Reproduce the stretch of entries from the line containing "Look at the photo above. For every instance of the interior" through the end of the entries, both included, with each request kept as it is and each point coordinate in the answers rescaled by 0.2 and rounded to a whole number, halves rounding up.
[Start]
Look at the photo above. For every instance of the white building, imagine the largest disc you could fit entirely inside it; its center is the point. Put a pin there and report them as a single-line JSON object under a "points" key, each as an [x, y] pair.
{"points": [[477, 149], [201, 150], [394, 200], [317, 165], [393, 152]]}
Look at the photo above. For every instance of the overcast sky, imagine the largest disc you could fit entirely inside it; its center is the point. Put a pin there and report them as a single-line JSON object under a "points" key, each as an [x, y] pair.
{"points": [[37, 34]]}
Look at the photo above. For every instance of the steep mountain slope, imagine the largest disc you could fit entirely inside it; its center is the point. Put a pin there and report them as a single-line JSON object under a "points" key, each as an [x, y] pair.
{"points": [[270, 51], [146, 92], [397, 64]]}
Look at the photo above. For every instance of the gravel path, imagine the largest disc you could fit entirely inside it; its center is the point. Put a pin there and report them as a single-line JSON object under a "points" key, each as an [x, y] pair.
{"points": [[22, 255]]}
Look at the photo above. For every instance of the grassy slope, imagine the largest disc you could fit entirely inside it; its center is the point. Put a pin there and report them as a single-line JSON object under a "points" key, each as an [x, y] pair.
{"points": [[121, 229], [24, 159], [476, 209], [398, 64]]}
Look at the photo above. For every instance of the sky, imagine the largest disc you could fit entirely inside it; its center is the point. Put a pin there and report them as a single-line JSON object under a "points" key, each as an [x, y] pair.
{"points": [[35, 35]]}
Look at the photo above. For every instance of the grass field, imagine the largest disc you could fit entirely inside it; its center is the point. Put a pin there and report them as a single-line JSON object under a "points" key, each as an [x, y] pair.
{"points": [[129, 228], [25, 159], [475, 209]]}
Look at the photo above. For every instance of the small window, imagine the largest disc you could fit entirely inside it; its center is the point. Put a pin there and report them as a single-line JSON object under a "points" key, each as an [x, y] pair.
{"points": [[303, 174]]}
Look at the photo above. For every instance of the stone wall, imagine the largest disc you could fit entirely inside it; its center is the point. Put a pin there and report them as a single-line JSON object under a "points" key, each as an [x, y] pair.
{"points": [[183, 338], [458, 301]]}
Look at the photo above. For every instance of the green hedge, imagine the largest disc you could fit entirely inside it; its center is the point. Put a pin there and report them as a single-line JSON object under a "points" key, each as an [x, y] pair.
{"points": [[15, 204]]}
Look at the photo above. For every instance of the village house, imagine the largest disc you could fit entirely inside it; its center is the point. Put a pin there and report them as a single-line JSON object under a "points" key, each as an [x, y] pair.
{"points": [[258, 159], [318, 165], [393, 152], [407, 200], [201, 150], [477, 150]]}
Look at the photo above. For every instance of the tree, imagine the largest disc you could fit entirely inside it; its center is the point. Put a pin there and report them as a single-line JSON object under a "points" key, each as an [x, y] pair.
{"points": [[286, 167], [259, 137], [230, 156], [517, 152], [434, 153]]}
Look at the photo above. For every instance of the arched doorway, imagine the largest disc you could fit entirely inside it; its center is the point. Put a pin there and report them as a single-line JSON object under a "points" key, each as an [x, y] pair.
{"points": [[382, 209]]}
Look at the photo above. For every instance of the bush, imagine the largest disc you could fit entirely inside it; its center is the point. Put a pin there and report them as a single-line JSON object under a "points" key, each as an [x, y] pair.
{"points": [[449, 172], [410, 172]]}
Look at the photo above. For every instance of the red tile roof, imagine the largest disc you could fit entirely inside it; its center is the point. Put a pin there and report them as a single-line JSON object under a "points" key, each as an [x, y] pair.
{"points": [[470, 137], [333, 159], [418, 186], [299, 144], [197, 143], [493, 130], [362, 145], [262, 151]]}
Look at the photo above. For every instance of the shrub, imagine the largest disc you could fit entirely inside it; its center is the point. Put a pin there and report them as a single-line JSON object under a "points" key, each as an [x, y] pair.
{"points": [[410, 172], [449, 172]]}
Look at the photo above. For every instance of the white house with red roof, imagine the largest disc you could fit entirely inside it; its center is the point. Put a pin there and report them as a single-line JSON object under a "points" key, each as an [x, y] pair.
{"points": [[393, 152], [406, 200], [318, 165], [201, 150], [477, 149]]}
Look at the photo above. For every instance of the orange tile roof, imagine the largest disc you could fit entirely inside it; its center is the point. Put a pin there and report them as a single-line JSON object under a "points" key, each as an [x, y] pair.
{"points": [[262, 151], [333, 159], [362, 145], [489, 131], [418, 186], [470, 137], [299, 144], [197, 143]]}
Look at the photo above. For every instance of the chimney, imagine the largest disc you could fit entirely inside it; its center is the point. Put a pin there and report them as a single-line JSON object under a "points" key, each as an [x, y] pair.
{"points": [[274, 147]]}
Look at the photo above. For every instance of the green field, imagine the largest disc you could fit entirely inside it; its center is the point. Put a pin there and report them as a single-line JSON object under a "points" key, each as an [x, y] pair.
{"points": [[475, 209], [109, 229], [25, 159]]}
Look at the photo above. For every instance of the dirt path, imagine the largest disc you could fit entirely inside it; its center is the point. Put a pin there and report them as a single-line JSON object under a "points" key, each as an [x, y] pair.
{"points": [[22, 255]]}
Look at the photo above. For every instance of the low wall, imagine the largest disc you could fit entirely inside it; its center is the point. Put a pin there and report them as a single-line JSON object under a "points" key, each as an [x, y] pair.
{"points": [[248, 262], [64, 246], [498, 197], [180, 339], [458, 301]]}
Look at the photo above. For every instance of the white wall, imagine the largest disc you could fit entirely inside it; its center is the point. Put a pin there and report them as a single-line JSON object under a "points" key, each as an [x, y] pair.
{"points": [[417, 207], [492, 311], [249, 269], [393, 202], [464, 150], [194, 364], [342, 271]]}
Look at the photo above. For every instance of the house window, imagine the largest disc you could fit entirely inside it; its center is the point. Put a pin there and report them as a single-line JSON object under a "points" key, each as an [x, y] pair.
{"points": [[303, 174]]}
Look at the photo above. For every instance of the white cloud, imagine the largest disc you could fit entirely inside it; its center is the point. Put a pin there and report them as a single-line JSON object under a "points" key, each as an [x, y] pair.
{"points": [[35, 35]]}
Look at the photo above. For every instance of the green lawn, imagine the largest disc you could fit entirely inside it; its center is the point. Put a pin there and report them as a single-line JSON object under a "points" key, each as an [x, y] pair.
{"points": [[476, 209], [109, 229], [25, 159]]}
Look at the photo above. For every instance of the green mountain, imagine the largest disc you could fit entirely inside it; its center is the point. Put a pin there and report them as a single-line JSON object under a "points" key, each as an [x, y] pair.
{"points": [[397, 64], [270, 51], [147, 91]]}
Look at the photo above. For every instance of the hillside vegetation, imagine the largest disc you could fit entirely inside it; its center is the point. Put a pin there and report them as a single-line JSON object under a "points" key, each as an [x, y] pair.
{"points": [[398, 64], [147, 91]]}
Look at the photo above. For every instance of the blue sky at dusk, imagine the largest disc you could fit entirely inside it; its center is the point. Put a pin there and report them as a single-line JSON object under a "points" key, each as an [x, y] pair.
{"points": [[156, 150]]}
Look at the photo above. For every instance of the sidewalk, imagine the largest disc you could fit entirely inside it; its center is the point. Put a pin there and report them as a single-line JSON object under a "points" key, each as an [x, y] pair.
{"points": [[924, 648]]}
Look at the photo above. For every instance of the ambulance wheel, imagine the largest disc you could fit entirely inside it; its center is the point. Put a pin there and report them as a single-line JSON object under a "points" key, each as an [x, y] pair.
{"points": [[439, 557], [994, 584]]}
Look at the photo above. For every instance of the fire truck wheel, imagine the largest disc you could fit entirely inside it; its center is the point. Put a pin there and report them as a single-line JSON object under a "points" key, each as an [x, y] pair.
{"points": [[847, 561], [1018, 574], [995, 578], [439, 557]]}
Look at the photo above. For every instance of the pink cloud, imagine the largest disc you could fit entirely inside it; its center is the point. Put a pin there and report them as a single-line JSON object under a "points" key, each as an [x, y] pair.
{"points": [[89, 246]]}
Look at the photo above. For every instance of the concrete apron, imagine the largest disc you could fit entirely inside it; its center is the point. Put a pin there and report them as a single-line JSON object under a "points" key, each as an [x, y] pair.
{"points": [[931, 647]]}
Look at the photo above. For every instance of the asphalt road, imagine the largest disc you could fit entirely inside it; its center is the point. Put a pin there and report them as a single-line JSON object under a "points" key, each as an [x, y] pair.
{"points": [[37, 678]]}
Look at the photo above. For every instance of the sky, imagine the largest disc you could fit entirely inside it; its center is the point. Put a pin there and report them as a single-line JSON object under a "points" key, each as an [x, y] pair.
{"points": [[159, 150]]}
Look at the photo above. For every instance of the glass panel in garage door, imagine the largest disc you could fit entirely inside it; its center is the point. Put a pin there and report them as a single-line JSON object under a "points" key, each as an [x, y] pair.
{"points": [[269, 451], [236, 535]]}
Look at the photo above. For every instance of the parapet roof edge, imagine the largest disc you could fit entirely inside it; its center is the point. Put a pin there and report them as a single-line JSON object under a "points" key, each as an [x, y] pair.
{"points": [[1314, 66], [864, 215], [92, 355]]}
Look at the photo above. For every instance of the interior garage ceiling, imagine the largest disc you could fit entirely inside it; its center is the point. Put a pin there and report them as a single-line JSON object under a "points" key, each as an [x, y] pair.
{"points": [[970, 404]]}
[End]
_Complete response_
Look at the photo above. For every instance of the interior garage ceiling, imagine the largest disc you could fit entirely inside it; its center is the point. Put a pin there and report them as a single-line JSON object under a "points" key, each as an [x, y] pair.
{"points": [[194, 81]]}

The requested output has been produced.